YOUR GOAL>
From the records below, output a Markdown table with the columns No. and Entry, covering only the lines from the one that contains "TARGET: the fallen dry leaf" through the one that contains "column 16, row 176". Give each line its own numbered row, and leave out any blank lines.

RECORDS FOR THIS TASK>
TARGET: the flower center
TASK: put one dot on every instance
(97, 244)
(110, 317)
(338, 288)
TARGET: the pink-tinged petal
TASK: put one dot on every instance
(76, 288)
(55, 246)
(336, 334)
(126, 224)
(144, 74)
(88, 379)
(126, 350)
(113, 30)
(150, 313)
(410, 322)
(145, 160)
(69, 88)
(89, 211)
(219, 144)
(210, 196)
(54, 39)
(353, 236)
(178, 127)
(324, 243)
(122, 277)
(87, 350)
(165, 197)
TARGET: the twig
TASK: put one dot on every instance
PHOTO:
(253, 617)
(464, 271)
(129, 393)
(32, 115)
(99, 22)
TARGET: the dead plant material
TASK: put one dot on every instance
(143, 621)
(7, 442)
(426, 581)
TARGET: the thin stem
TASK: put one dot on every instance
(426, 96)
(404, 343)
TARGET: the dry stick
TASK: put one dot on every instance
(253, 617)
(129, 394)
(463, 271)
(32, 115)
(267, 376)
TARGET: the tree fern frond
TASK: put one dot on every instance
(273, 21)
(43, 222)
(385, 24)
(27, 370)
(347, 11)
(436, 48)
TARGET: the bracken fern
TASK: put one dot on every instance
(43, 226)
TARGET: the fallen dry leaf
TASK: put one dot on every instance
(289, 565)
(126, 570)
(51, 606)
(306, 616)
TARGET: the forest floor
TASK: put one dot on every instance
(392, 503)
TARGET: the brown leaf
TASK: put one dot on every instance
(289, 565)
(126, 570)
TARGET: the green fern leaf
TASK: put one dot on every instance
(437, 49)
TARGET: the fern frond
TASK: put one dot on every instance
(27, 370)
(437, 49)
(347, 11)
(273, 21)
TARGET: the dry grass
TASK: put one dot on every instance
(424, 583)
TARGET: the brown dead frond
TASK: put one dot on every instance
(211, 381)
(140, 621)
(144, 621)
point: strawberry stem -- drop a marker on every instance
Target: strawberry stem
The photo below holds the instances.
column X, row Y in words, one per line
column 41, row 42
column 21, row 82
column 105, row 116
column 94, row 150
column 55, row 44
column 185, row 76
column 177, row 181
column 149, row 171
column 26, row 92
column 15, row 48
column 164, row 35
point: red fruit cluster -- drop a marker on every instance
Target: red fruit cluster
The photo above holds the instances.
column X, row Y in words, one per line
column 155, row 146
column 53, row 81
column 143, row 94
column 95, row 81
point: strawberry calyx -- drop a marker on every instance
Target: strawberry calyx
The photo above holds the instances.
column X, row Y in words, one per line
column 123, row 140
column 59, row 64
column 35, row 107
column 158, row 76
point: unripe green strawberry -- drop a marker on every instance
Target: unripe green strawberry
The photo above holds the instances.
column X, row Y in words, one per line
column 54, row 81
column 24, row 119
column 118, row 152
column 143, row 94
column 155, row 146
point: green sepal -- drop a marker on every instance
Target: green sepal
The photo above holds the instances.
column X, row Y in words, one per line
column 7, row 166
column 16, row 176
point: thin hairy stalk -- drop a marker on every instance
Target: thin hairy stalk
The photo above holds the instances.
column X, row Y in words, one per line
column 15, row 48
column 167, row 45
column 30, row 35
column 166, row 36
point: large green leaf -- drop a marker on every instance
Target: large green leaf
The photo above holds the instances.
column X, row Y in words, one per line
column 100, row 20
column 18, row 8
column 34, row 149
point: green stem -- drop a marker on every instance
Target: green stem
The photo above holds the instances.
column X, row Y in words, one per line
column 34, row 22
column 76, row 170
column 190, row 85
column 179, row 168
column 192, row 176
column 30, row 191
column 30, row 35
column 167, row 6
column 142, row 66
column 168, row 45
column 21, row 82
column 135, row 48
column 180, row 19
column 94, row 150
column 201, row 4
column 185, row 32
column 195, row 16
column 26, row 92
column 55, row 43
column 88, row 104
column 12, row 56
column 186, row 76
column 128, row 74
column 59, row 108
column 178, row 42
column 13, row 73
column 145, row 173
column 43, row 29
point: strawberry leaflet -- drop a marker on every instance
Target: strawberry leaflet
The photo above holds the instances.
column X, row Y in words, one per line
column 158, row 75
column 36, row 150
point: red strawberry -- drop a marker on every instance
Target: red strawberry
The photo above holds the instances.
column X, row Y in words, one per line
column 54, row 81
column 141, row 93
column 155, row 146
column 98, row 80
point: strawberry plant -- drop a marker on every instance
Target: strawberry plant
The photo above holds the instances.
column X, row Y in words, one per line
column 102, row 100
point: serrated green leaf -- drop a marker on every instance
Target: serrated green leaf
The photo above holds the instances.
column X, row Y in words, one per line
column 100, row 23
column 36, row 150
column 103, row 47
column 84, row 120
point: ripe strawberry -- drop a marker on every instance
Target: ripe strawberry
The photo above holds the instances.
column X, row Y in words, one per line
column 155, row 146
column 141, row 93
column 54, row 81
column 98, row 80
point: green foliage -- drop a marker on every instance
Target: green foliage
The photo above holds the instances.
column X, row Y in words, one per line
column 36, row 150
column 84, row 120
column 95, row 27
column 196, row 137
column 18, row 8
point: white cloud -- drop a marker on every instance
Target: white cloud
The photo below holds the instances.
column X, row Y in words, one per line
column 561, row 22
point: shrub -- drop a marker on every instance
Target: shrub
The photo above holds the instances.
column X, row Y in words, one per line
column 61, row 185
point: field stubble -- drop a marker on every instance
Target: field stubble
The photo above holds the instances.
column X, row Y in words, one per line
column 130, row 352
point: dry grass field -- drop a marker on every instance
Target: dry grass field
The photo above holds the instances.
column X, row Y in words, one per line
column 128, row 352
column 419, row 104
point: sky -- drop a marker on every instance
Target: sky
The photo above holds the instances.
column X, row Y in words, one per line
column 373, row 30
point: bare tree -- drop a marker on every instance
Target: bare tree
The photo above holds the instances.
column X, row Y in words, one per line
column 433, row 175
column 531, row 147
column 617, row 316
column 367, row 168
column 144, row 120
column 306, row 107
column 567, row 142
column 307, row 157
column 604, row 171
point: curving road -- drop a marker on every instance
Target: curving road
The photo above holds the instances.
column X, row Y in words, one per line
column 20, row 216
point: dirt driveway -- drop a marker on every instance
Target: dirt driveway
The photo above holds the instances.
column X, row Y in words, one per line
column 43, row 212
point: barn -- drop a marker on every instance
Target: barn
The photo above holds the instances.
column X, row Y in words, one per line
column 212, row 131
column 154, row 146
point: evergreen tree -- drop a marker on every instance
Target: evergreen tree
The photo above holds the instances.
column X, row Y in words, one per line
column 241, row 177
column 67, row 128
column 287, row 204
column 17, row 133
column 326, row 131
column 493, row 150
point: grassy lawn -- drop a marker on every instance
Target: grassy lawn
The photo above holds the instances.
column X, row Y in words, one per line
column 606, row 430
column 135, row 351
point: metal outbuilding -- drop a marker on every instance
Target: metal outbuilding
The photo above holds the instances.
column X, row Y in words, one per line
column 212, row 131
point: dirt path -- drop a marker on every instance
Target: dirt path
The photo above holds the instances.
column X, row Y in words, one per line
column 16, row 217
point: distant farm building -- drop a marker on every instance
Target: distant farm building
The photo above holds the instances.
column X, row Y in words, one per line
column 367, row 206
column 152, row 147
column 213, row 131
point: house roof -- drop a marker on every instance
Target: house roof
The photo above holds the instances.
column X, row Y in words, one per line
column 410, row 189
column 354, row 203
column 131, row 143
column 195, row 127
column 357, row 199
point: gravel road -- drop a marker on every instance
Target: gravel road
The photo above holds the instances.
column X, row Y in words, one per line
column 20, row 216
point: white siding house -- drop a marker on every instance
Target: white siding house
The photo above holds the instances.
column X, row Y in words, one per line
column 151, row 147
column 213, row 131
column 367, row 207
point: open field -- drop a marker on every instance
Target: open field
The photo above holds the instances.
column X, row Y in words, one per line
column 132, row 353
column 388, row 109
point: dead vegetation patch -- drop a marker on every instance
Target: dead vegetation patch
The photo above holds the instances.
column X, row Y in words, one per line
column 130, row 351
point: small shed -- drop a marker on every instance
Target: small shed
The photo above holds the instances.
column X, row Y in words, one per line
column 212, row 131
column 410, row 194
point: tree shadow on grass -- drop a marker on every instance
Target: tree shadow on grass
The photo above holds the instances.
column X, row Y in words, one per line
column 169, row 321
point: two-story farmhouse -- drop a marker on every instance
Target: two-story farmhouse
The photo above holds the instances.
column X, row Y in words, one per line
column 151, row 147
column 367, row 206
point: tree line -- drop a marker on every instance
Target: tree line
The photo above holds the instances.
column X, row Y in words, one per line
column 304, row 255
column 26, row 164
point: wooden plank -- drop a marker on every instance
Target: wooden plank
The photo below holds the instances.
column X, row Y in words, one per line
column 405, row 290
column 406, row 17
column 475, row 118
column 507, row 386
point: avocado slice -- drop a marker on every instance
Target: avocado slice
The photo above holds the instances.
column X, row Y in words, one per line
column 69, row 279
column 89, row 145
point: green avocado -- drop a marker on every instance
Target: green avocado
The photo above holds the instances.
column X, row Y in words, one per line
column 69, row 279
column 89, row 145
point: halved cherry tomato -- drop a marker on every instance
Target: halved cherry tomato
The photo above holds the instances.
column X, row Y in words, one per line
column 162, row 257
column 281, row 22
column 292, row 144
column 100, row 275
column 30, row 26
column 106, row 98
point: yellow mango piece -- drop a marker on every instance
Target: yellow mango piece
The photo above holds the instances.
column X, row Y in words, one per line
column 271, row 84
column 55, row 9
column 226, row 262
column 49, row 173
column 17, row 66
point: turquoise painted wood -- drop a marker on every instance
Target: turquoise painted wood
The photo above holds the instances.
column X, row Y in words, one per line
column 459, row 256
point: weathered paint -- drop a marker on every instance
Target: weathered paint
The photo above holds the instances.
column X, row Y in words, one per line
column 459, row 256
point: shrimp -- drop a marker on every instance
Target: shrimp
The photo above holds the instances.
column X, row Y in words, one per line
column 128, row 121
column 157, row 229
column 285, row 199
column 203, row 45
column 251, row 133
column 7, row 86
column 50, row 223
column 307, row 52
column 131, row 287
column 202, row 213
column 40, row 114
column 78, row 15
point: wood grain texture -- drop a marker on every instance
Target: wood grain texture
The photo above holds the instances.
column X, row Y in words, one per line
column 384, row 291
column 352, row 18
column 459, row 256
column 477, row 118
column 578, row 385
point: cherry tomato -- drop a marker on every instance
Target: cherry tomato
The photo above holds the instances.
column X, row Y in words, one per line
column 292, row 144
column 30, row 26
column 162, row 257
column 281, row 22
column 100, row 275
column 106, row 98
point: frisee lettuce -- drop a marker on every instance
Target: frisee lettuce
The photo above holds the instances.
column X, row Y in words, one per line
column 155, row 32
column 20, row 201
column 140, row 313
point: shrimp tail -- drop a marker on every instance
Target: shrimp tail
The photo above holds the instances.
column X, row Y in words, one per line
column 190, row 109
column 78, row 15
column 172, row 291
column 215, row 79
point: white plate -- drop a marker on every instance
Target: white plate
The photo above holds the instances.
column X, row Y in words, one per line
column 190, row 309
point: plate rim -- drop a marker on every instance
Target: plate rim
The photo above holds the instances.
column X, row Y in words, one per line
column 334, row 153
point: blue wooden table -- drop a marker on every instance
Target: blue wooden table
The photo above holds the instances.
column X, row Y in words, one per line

WORKED SOLUTION>
| No. | Entry |
|---|---|
| 1 | TARGET: the fallen dry leaf |
| 2 | TASK: put one dot on every instance |
| 3 | (289, 565) |
| 4 | (126, 570) |
| 5 | (51, 606) |
| 6 | (306, 616) |
| 7 | TARGET: the forest floor |
| 8 | TASK: put one dot on every instance |
| 9 | (392, 503) |
| 10 | TARGET: the brown leaf |
| 11 | TASK: put one dot on every instance |
| 12 | (289, 565) |
| 13 | (126, 570) |
| 14 | TARGET: the green fern leaf |
| 15 | TASK: put one dot on every instance |
| 16 | (437, 49) |
| 17 | TARGET: the fern frond |
| 18 | TASK: put one dot on every instance |
| 19 | (27, 370) |
| 20 | (437, 49) |
| 21 | (347, 11) |
| 22 | (273, 21) |
| 23 | TARGET: the dry grass |
| 24 | TASK: put one dot on every instance |
| 25 | (424, 583) |
| 26 | TARGET: the brown dead frond |
| 27 | TASK: put one dot on every instance |
| 28 | (211, 381) |
| 29 | (140, 621) |
| 30 | (144, 621) |
| 31 | point: strawberry stem -- drop a marker on every instance |
| 32 | Target: strawberry stem |
| 33 | The photo below holds the instances. |
| 34 | column X, row Y in words, one per line |
| 35 | column 41, row 42 |
| 36 | column 21, row 82 |
| 37 | column 105, row 116 |
| 38 | column 94, row 150 |
| 39 | column 55, row 44 |
| 40 | column 185, row 76 |
| 41 | column 177, row 181 |
| 42 | column 149, row 171 |
| 43 | column 26, row 92 |
| 44 | column 15, row 48 |
| 45 | column 164, row 35 |
| 46 | point: red fruit cluster -- drop a marker on every instance |
| 47 | Target: red fruit cluster |
| 48 | The photo above holds the instances. |
| 49 | column X, row Y in words, one per line |
| 50 | column 155, row 146 |
| 51 | column 53, row 81 |
| 52 | column 143, row 94 |
| 53 | column 95, row 81 |
| 54 | point: strawberry calyx -- drop a marker on every instance |
| 55 | Target: strawberry calyx |
| 56 | The photo above holds the instances. |
| 57 | column X, row Y in words, one per line |
| 58 | column 123, row 140 |
| 59 | column 59, row 64 |
| 60 | column 35, row 107 |
| 61 | column 158, row 76 |
| 62 | point: unripe green strawberry -- drop a marker on every instance |
| 63 | Target: unripe green strawberry |
| 64 | The photo above holds the instances. |
| 65 | column X, row Y in words, one per line |
| 66 | column 54, row 81 |
| 67 | column 24, row 119 |
| 68 | column 118, row 152 |
| 69 | column 143, row 94 |
| 70 | column 155, row 146 |
| 71 | point: green sepal -- drop a marker on every instance |
| 72 | Target: green sepal |
| 73 | The photo above holds the instances. |
| 74 | column X, row Y in words, one per line |
| 75 | column 7, row 166 |
| 76 | column 16, row 176 |